ANFORDERUNGEN -
1 – Gib bitte den Abschnitt der Quelle wortgetreu wieder, beginnend mit „Damit sich Starlink“ und weiter bis einschließlich „in dem Paper.“.
2 – Beantworte anhand der Quelle diese Fragen:
(a) In welchem Journal war das Paper veröffentlicht worden?
(b) Wer hat den übersetzten Inhalt des Papers auf seinem Blog publiziert?
(c) Was soll das Überwachungssystem mit den Signalen eines jeden Satelliten tun können?
3 – Erkläre in ein bis drei Sätzen, weshalb die Forschenden laut der Quelle Überwachungssysteme mit bisher nicht erreichter Genauigkeit entwickeln lassen wollen.

Das brisante Paper war jüngst im chinesischen Journal für moderne Verteidigungstechnologie veröffentlicht worden, verschwand dann aber wieder aus der Onlinedatenbank, nachdem die Zeitung South China Morning Post darüber berichtet hatte. Zwar ist das Paper nicht mehr in der Onlinedatenbank  zu finden, aber den übersetzen Inhalt hat der ehemalige US-Diplomat David Cowhig hat auf seinem Blog publiziert.

China soll gerüstet sein

Damit sich Starlink nicht zu einem ernsthaften Problem für die nationale Sicherheit Chinas entwickeln kann, sollte nach Auffassung der Forschenden im Dienste der Volksbefreiungsarmee Überwachungssysteme mit bisher nicht erreichter Genauigkeit entwickelt werden, die jeden einzelnen Satelliten im Erdorbit tracken, also nachverfolgen, können - aber nicht nur das.

Das Überwachungssystem solle auch in der Lage sein, die Signale eines jeden Satelliten abzufangen und ihn so unschädlich zu machen. Im Bedrohungsfalle sollen nicht nur einzelne Satelliten eines dezentralen Systems ausgeschaltet werden. Das künftige Überwachungssystem solle so effizient sein, dass es gegen das gesamte System gerichtet werden kann, heißt es laut South China Morning Post in dem Paper.

Private Konkurrenz im All

Natürlich hat das Wettrüsten im All längst begonnen, insofern verrät das Paper keine Geheimnisse. Aber es offenbart sehr deutlich, wo China noch Defizite bei der Verteidigung seiner Interessen sieht. Und dass Peking nach Möglichkeiten sucht, wie es das leistungsstarke Kommunikationssystem Starlink ausschalten kann.

DATENZEILEN -
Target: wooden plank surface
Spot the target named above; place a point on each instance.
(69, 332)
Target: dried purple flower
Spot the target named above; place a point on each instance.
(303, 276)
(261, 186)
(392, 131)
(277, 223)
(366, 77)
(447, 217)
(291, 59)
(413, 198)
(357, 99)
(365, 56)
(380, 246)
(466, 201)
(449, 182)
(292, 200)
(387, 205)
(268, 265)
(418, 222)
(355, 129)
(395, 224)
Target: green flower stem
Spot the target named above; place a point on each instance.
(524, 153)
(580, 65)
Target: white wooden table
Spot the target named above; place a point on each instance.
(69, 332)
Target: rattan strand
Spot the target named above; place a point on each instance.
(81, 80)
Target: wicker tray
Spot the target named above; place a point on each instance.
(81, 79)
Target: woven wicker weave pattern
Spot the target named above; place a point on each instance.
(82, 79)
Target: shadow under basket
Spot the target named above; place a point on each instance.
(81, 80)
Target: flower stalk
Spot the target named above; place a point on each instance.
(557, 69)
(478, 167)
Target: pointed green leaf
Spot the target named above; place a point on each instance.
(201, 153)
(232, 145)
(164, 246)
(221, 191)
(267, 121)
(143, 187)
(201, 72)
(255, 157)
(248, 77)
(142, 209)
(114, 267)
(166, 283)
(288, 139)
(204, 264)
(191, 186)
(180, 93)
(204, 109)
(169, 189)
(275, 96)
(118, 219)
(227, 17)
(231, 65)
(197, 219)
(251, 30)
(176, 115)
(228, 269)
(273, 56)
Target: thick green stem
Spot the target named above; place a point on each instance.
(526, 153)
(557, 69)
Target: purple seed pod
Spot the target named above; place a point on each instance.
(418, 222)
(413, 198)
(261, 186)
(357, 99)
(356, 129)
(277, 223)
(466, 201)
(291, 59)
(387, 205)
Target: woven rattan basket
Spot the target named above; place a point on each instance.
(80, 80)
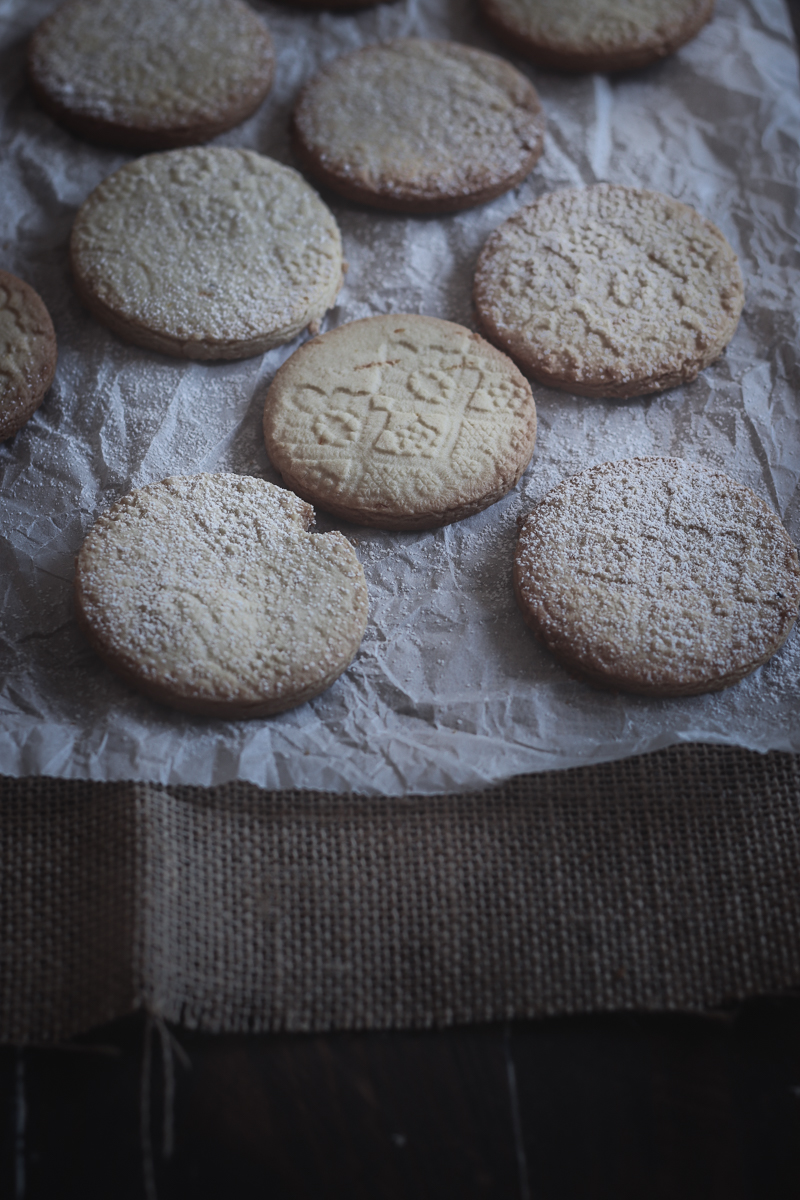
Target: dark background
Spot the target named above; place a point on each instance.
(591, 1107)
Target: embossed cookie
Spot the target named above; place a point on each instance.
(595, 35)
(206, 253)
(419, 126)
(609, 291)
(150, 75)
(657, 576)
(26, 353)
(206, 593)
(401, 421)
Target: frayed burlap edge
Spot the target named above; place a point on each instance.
(668, 881)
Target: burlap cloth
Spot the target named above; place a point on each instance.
(669, 881)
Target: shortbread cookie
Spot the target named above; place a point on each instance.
(206, 253)
(657, 576)
(401, 421)
(26, 353)
(595, 35)
(208, 594)
(150, 75)
(419, 126)
(609, 291)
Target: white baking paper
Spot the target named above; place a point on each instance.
(450, 690)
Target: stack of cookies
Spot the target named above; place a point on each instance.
(208, 592)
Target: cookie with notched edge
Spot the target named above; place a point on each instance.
(656, 576)
(28, 353)
(148, 75)
(609, 291)
(206, 252)
(419, 126)
(400, 421)
(595, 35)
(206, 593)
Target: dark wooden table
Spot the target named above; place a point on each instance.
(614, 1107)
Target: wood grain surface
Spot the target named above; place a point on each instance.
(613, 1107)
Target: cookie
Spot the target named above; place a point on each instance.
(419, 126)
(595, 35)
(206, 593)
(656, 576)
(149, 75)
(400, 421)
(206, 253)
(609, 291)
(26, 353)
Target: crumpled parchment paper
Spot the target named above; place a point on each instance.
(450, 690)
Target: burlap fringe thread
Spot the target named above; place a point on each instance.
(671, 881)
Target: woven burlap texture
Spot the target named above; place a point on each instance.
(671, 881)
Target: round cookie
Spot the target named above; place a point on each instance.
(400, 421)
(419, 126)
(150, 75)
(656, 576)
(208, 594)
(595, 35)
(28, 353)
(609, 291)
(206, 253)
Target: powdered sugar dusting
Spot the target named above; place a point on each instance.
(416, 120)
(209, 588)
(152, 64)
(206, 252)
(401, 421)
(599, 24)
(659, 576)
(609, 291)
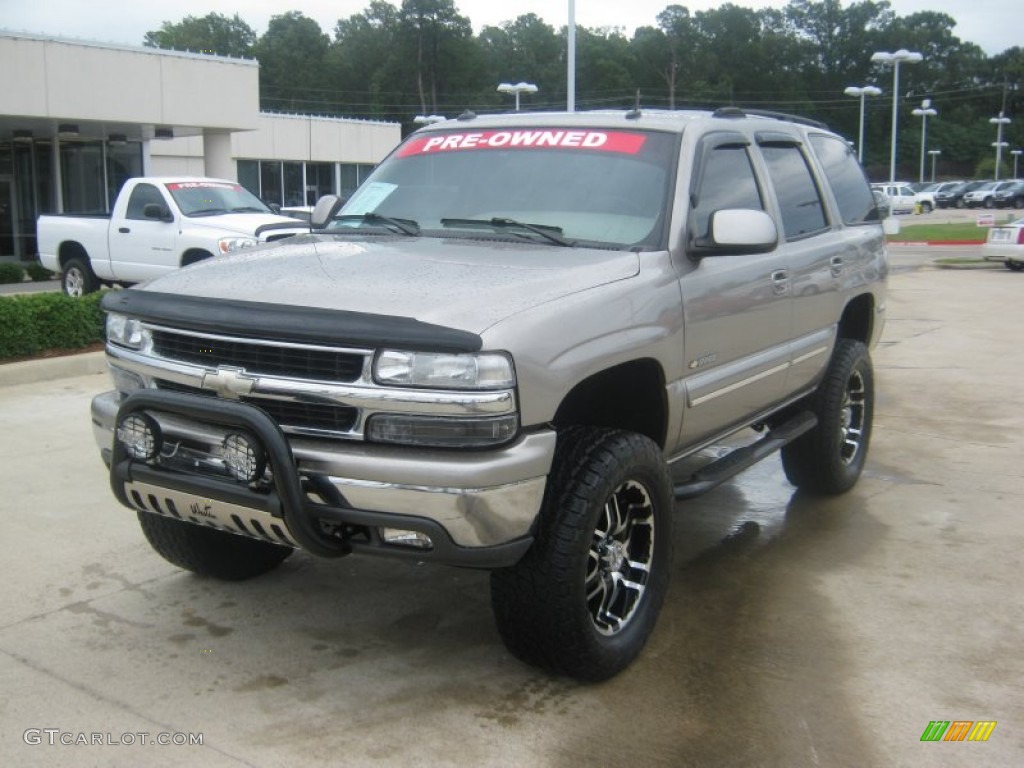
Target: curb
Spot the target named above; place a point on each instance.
(29, 372)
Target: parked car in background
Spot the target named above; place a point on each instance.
(926, 195)
(157, 225)
(882, 203)
(981, 197)
(1006, 244)
(953, 198)
(1010, 196)
(901, 197)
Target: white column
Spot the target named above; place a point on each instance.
(217, 158)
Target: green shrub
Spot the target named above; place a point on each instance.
(39, 323)
(10, 272)
(38, 272)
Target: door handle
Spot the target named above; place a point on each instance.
(780, 282)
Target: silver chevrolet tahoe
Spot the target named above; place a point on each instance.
(500, 352)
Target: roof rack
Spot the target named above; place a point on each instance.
(737, 112)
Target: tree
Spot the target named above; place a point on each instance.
(292, 56)
(213, 34)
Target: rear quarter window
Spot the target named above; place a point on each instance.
(846, 178)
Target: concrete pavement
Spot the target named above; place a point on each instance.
(797, 632)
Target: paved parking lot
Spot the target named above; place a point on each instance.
(798, 631)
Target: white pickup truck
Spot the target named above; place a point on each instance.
(157, 225)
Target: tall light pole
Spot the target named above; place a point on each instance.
(866, 90)
(517, 89)
(935, 156)
(924, 112)
(999, 143)
(894, 60)
(570, 56)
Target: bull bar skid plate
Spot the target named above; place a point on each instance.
(286, 501)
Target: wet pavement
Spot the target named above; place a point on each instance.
(798, 631)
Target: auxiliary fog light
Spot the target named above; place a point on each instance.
(400, 538)
(244, 456)
(140, 436)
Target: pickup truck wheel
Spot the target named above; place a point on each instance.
(209, 552)
(584, 599)
(78, 279)
(830, 457)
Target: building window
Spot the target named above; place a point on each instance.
(294, 192)
(352, 174)
(123, 163)
(269, 182)
(249, 175)
(82, 177)
(320, 181)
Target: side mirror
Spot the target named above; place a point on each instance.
(157, 211)
(327, 208)
(736, 231)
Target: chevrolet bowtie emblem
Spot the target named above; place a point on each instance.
(228, 382)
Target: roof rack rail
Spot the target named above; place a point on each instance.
(738, 112)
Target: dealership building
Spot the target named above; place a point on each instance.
(79, 118)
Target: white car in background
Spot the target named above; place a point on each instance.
(1006, 244)
(902, 198)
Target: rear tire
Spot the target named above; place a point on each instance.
(585, 598)
(78, 278)
(830, 457)
(210, 552)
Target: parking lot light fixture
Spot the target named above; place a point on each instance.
(935, 156)
(895, 59)
(517, 88)
(999, 143)
(861, 91)
(924, 112)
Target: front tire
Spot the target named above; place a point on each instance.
(830, 457)
(585, 598)
(210, 552)
(78, 279)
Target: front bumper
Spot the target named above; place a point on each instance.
(331, 497)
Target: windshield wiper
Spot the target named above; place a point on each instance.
(406, 226)
(549, 232)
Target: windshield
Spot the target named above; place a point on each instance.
(592, 186)
(211, 198)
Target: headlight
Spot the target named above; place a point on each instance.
(126, 332)
(229, 245)
(444, 371)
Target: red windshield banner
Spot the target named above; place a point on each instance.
(617, 141)
(203, 185)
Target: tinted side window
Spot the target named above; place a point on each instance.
(798, 196)
(727, 181)
(141, 196)
(845, 176)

ANTWORTEN DER REIHE -
1 –
Damit sich Starlink nicht zu einem ernsthaften Problem für die nationale Sicherheit Chinas entwickeln kann, sollte nach Auffassung der Forschenden im Dienste der Volksbefreiungsarmee Überwachungssysteme mit bisher nicht erreichter Genauigkeit entwickelt werden, die jeden einzelnen Satelliten im Erdorbit tracken, also nachverfolgen, können - aber nicht nur das.

Das Überwachungssystem solle auch in der Lage sein, die Signale eines jeden Satelliten abzufangen und ihn so unschädlich zu machen. Im Bedrohungsfalle sollen nicht nur einzelne Satelliten eines dezentralen Systems ausgeschaltet werden. Das künftige Überwachungssystem solle so effizient sein, dass es gegen das gesamte System gerichtet werden kann, heißt es laut South China Morning Post in dem Paper.

2 –
(a) Im chinesischen Journal für moderne Verteidigungstechnologie.
(b) Der ehemalige US-Diplomat David Cowhig.
(c) Es soll die Signale abfangen und den Satelliten so unschädlich machen können.

3 – Die Forschenden im Dienste der Volksbefreiungsarmee wollen verhindern, dass sich Starlink zu einem ernsthaften Problem für die nationale Sicherheit Chinas entwickelt. Deshalb sollen die Systeme jeden einzelnen Satelliten im Erdorbit nachverfolgen können.